◆ **Work to be completed**:
Write out every line below with no difference at all.

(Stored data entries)
== Segment start ==

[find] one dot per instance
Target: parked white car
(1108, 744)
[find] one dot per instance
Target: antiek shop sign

== Segment end ==

◆ **Reply to the task**:
[find] one dot per instance
Target: parked white car
(1108, 744)
[find] one dot per instance
Target: antiek shop sign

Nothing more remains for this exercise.